_YOUR TASK:_ Copy down each line of the records below, character for character, changing nothing.
---------- RECORDED DATA ----------
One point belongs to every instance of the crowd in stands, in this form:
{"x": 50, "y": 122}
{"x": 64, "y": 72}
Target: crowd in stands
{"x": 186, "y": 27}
----------
_TASK ANSWER:_
One point belongs to every instance of the crowd in stands, in this form:
{"x": 50, "y": 122}
{"x": 64, "y": 72}
Target: crowd in stands
{"x": 186, "y": 27}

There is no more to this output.